Exercise goal: Please find the lines in the following records that hold "polygon", and copy them.

** Supplied data follows **

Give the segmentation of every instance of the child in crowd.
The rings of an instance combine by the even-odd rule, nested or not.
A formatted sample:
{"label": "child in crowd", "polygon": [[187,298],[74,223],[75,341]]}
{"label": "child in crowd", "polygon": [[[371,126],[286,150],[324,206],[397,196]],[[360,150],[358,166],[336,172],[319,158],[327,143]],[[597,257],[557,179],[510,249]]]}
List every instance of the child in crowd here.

** End of Supplied data **

Solution for this problem:
{"label": "child in crowd", "polygon": [[187,298],[74,223],[75,341]]}
{"label": "child in crowd", "polygon": [[[371,126],[286,150],[324,206],[397,196]],[[360,150],[358,166],[336,172],[319,158],[327,143]],[[597,257],[557,179],[510,249]]]}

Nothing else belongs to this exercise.